Tasks
#1 Answer these questions from the article on KSQ Therapeutics' new chief medical officer:
(a) From which company does Wolf come to KSQ?
(b) At which company did Wolf start out?
(c) How large was the funding round that followed KSQ's $76 million funding?
#2 Carry on the article about KSQ Therapeutics' new chief medical officer, picking up after its final sentence.

Document text
────

Ex-Blueprint R&D executive takes up CMO post at Meeker's CRISPR biotech

As CRISPRomics biotech KSQ Therapeutics gears up for its first clinical trial next year, it’s hired biopharma veteran Beni Wolf, M.D., Ph.D., as its chief medical officer.

Wolf comes to the Cambridge, Massachusetts-based company, helmed by former Genzyme leader David Meeker, M.D., from clinical cancer biotech Blueprint Medicines. His move to KSQ puts him back a step back in terms of clinical work, but he’ll be involved in using the company’s CRISPR platform, a cutting-edge technology, in cancer and immunology. The biotech is eyeing 2020 for its first foray into human testing.

Wolf has also spent time during his career at a number of other biotechs, including Merrimack Pharmaceuticals, Amgen and Genentech, where he started out.

"Ben has an impressive track record of driving the clinical development of innovative oncology medicines, and his expertise is ideally suited to KSQ as we prepare to advance our oncology product candidates towards clinical testing in cancer patients,” said Meeker.

“We are delighted to bring Ben’s exceptional experience across all aspects of drug development to help us realize the potential of KSQ’s emerging pipeline of cancer medicines that we believe can advance cancer treatment based on the insights from our CRISPRomics technology.”

In the past 18 months, KSQ has bagged a $76 million funding, then followed up with an $80 million round that goes toward advancing its lead program, an adoptive T cell therapy for PD-1 resistant tumors, into human trials as well as to support the development of three more cancer programs through IND.

────

Data
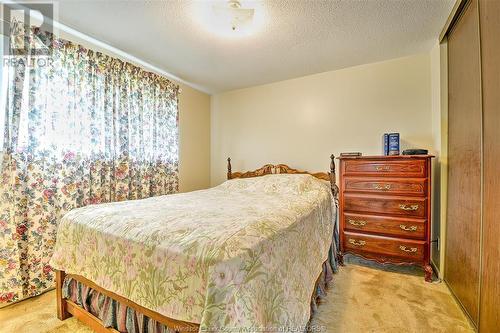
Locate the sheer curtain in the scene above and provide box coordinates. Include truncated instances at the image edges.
[0,29,179,306]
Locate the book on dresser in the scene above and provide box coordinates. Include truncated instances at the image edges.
[339,155,433,282]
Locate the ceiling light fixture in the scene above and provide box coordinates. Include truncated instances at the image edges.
[213,0,255,31]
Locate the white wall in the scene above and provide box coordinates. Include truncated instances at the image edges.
[211,53,435,185]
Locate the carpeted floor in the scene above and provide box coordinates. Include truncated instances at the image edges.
[0,259,474,333]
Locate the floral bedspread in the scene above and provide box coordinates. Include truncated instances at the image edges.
[50,175,336,332]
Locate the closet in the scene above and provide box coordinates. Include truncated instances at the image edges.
[444,0,500,333]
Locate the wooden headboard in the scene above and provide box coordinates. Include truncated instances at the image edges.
[227,154,339,197]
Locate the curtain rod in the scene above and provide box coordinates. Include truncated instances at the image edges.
[0,2,211,95]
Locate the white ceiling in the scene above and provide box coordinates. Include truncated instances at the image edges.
[49,0,455,93]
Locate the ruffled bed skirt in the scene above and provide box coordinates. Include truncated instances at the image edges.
[63,251,337,333]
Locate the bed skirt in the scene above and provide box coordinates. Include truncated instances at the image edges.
[63,247,337,333]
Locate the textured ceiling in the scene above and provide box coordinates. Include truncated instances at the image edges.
[49,0,454,93]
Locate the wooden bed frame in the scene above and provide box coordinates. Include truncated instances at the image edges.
[55,154,339,333]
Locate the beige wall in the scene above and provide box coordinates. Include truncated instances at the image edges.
[211,53,436,185]
[54,31,210,192]
[179,84,210,192]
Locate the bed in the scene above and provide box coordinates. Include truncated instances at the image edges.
[51,155,338,333]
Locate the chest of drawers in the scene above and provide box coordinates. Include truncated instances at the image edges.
[340,155,432,281]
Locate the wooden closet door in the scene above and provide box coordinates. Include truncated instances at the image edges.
[444,0,482,324]
[479,0,500,333]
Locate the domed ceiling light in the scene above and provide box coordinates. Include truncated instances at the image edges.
[213,0,255,31]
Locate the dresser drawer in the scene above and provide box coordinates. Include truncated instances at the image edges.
[344,231,426,261]
[344,193,427,218]
[344,213,427,239]
[343,177,427,196]
[342,159,427,178]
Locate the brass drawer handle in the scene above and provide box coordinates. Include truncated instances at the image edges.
[372,184,391,190]
[349,239,366,246]
[399,224,417,231]
[347,220,366,226]
[399,204,419,210]
[399,245,417,253]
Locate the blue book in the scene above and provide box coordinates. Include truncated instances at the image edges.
[389,133,399,155]
[384,133,389,156]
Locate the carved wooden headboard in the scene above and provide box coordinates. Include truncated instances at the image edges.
[227,154,339,197]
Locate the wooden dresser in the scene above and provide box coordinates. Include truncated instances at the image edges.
[339,155,432,282]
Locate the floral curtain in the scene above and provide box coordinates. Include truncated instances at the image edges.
[0,29,179,306]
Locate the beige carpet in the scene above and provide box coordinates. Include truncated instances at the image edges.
[0,264,473,333]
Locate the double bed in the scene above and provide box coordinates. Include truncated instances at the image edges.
[51,155,338,333]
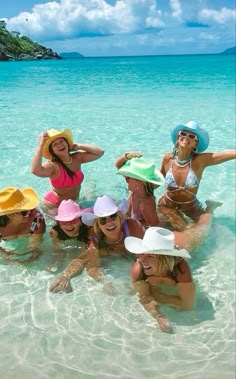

────

Results by task
#1
(a) Blueprint Medicines
(b) Genentech
(c) $80 million

#2
Over the past year and a half, the biotech has started and advanced a dozen drug discovery programs, including in immuno-oncology, adoptive cell therapies and targeted therapies. Its programs are based on its CRISPRomics platform, which enables the use of CRISPR-Cas9 gene editing on the whole-genome scale.

KSQ’s lead candidate, a modified adoptive cell therapy, has shown promise in animal models of PD-1 resistance, and will be the drug entering the clinic, should all go to plan, next year.  

PD-1 blockade has seen success in certain cancers, but it doesn't work for everyone. There has been a rush in recent years to develop combination treatments. Companies left and right are trying to come up with a drug that makes PD-1 inhibitors such as Merck’s Keytruda and Bristol-Myers Squibb’s Opdivo work for more people and more cancers.

RELATED: KSQ raises $76M, names ex-Genzyme boss Meeker as CEO

In an interview with FierceBiotech last year, Meeker explained: “That’s where we first started. We thought PD-1 might be best, so we looked for things that you can maybe combine with PD-1, like the rest of the world. But that’s not the route KSQ ultimately followed. The company has identified some targets and is working on agents that work as well or better as a monotherapy.”

And the company is intent on not being a one-trick pony.

“Our goal […] is that we’re not holding back on any program and advancing everything as fast as science will allow in parallel. We’ve been able to do this as a smaller company because we are highly leveraged—we have twice the number of employee equivalents working through CRO networks.”

And it’s not stopping at cancer—KSQ plans to apply CRISPRomics to other areas, including rare diseases and immunology. Just as the platform identified which genes increase a T cell’s ability to kill a tumor, it also picked out those genes that inhibit or decrease a T cell’s ability to kill a tumor. These targets could come in handy should the company’s next focus be autoimmune diseases.